The sheet feed mechanism 7 is provided with a sheet supply roller 12, a separation pad 13, and a spring 14. The separation pad 13 is disposed in confrontation with the supply roller 12. The spring 14 is disposed to the rear side of the separation pad 13 and urges the separation pad 13 to press against the supply roller 12. With this configuration, the uppermost sheet 3 on the sheet pressing plate 11 is pressed toward the supply roller 12. Rotation of the supply roller 12 pinches the uppermost sheet 3 between the supply roller 12 and the separation pad 13. Then, cooperative operation between the supply roller 12 and the separation pad 13 separates one sheet 3 at a time from the stack and supplies the sheet 3 downstream in the sheet transport direction. The transport rollers 8 and 9 send the supplied sheets 3 to the registration rollers 10.

The registration rollers 10 are a pair of rollers that send a sheet 3 to an image forming position at a predetermined timing with respect to a timing when a registration sensor 77 detects the leading edge of the sheet 3. This operation is controlled by a CPU 71 (FIG. 2(a)) to be described later. It is noted that the image forming position is a transfer position, where visible toner images (developing agent images) are transferred from a photosensitive drum 28 (described later) onto the sheet 3. In other words, the image forming position is the contact position where the photosensitive drum 28 and a transfer roller 31 contact each other.

The feeder section 4 further includes a multipurpose tray 15, a multipurpose sheet supply mechanism 16, and multipurpose transport rollers 17. The multipurpose tray 15 can receive a stack of sheets 3 with any size. The multipurpose sheet supply mechanism 16 is for supplying sheets 3 on the multipurpose tray 15.

The multipurpose sheet supply mechanism 16 includes a multipurpose sheet supply roller 18, a multipurpose separation pad 19, and a spring 20. The multipurpose separation pad 19 is disposed in confrontation with the multipurpose sheet supply roller 18. The spring 20 is disposed to the underside of the multipurpose separation pad 19. The urging force of the spring 20 presses the multipurpose separation pad 19 against the multipurpose sheet supply roller 18.

- _REQUEST 1_
Rewrite the stretch of the records from the line containing "Where can you find the woman's lips?" through the line containing "point(622, 559)", changing "jacket lapel" to "coat lapel" and leaving everything else unchanged.

- _DATASET CONTENT_
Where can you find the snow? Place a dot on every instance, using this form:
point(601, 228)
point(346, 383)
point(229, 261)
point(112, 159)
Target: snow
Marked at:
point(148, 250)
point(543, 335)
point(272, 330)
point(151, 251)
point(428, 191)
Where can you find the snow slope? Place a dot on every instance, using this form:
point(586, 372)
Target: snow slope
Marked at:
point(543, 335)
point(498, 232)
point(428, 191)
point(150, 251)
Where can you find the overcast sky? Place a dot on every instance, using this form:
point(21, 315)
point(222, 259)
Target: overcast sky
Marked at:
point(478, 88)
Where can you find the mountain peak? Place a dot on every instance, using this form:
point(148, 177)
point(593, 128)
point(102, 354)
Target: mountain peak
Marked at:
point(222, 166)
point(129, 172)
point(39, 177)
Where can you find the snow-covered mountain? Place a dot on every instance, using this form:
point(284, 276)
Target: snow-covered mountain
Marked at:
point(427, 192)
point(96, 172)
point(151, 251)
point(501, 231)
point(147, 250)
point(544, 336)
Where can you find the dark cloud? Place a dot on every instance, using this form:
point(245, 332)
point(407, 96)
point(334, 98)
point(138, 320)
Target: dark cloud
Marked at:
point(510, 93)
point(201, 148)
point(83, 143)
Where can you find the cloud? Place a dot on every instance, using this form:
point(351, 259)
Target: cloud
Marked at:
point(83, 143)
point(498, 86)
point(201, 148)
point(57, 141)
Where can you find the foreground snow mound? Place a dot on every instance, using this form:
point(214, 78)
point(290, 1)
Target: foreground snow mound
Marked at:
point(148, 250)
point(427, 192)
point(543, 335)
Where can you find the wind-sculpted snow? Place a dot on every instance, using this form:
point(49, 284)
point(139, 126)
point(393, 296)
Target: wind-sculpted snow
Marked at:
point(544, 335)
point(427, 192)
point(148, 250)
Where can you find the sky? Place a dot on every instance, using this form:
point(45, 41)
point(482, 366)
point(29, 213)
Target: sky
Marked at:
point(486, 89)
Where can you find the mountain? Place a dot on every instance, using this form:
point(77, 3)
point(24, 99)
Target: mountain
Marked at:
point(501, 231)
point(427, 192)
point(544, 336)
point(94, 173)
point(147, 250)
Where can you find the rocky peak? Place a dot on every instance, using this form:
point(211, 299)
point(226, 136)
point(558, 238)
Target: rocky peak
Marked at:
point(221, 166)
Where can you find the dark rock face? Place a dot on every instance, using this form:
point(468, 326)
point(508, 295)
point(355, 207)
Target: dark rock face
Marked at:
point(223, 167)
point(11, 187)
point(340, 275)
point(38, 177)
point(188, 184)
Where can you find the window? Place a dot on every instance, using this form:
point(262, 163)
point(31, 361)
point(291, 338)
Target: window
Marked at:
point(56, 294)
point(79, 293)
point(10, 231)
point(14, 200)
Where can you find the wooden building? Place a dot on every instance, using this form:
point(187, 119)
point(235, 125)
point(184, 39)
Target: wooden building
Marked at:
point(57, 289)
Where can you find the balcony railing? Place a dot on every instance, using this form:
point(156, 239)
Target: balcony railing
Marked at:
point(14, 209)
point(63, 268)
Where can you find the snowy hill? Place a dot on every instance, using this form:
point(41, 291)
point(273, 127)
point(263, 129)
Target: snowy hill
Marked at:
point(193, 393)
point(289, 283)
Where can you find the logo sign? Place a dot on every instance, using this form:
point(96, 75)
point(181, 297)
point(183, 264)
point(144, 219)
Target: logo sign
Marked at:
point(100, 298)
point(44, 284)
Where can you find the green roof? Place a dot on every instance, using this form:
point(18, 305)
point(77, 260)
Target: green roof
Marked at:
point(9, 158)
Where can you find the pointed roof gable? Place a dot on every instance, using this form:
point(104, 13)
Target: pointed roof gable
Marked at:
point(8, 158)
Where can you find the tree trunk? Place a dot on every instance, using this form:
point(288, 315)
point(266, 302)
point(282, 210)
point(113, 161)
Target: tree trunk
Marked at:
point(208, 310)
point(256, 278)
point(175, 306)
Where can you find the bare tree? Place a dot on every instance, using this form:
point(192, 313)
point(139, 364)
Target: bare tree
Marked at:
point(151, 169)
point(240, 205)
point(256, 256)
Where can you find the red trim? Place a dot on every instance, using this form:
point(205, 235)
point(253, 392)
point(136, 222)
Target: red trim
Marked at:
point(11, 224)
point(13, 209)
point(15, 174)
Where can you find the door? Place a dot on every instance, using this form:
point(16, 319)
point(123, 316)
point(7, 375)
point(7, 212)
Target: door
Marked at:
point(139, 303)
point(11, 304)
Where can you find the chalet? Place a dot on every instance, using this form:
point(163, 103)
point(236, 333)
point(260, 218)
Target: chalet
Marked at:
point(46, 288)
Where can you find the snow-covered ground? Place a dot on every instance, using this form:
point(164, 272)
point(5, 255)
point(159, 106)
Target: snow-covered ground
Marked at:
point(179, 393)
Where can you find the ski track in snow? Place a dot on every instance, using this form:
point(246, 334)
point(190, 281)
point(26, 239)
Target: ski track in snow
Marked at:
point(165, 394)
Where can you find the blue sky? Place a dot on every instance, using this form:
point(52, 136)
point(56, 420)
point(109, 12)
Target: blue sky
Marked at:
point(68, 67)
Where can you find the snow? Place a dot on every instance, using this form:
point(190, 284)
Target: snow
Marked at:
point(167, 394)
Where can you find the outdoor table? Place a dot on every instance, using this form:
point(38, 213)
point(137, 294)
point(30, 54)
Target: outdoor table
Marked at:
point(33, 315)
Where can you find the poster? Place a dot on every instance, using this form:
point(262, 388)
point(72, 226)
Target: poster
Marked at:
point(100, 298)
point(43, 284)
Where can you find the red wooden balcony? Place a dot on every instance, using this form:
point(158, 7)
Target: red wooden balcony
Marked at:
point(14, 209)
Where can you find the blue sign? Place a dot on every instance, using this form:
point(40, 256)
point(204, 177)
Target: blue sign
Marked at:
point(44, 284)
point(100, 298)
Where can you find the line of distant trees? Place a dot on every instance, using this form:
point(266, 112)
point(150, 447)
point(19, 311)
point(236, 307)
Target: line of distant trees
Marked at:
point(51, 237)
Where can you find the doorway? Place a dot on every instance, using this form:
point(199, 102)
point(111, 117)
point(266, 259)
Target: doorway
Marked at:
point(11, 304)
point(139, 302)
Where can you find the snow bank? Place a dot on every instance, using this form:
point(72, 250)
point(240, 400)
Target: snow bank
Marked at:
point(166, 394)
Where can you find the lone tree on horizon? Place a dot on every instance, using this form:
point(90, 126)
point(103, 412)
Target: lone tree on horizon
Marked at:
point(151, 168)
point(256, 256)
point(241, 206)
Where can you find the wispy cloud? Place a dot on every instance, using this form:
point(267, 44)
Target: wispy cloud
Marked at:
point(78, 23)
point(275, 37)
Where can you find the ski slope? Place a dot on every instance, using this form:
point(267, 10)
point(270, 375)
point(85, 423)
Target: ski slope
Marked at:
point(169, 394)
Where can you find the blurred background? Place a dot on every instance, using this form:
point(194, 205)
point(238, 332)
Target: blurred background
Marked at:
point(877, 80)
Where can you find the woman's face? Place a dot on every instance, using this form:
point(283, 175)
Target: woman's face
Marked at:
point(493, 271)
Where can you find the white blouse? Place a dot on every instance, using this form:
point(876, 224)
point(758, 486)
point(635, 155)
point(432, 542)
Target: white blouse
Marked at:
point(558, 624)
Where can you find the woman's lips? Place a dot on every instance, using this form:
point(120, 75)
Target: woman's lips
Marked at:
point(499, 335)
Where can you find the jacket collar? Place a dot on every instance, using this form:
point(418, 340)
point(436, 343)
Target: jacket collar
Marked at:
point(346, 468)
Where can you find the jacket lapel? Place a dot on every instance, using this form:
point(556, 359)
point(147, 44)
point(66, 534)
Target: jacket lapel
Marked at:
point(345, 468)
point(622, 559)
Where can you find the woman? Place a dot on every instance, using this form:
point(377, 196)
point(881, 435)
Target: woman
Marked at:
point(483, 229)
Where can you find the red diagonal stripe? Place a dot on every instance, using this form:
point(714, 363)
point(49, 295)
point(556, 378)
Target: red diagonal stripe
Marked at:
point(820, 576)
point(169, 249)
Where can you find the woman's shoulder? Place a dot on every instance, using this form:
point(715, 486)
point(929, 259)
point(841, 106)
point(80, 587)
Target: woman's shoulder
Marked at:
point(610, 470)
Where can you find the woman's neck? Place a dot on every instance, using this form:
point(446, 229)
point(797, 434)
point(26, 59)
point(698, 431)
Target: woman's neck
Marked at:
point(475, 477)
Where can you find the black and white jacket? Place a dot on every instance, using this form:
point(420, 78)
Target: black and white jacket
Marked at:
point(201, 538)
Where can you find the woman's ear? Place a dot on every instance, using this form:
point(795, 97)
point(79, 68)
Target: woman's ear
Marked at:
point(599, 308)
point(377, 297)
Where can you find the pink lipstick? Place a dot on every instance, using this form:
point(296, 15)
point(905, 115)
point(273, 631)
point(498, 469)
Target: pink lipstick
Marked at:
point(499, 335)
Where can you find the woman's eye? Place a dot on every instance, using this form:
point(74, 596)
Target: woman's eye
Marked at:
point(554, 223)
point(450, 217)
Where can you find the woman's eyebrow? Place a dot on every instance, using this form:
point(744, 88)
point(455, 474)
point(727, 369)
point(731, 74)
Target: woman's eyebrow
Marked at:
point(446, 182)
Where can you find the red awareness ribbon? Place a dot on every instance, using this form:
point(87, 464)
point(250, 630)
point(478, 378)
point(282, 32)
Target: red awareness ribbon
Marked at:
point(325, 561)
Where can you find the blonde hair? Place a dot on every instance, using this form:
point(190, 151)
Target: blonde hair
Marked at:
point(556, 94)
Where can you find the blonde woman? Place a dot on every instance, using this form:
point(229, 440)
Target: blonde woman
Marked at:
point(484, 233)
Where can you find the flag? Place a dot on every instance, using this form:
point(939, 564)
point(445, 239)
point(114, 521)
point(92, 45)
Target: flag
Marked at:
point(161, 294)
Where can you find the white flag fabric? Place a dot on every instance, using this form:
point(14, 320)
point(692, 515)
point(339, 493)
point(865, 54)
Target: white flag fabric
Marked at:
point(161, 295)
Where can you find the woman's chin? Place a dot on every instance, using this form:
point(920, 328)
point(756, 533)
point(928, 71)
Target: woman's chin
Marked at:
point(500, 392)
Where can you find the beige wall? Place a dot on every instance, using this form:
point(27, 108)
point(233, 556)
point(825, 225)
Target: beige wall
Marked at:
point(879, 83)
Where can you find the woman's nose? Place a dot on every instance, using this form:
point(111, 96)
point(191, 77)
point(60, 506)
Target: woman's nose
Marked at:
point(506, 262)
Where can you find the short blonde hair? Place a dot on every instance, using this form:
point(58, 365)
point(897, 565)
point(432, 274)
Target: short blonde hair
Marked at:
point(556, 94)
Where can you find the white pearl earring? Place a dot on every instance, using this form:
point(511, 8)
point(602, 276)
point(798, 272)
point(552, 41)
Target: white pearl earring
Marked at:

- _REQUEST 2_
Retype the stretch of the sheet feeder description from "The multipurpose sheet supply mechanism 16 includes" through "against the multipurpose sheet supply roller 18.".

- _WRITTEN ANSWER 1_
Where can you find the woman's lips? Place a dot on every instance, using this form:
point(120, 75)
Target: woman's lips
Marked at:
point(499, 335)
Where can you find the jacket collar? Place a dot on every instance, using this form:
point(418, 340)
point(436, 343)
Target: jacket collar
Marked at:
point(346, 468)
Where can you find the coat lapel? Place a dot on every instance, using this form:
point(556, 359)
point(147, 44)
point(66, 534)
Target: coat lapel
Marked at:
point(345, 468)
point(622, 559)

- _WRITTEN ANSWER 2_
The multipurpose sheet supply mechanism 16 includes a multipurpose sheet supply roller 18, a multipurpose separation pad 19, and a spring 20. The multipurpose separation pad 19 is disposed in confrontation with the multipurpose sheet supply roller 18. The spring 20 is disposed to the underside of the multipurpose separation pad 19. The urging force of the spring 20 presses the multipurpose separation pad 19 against the multipurpose sheet supply roller 18.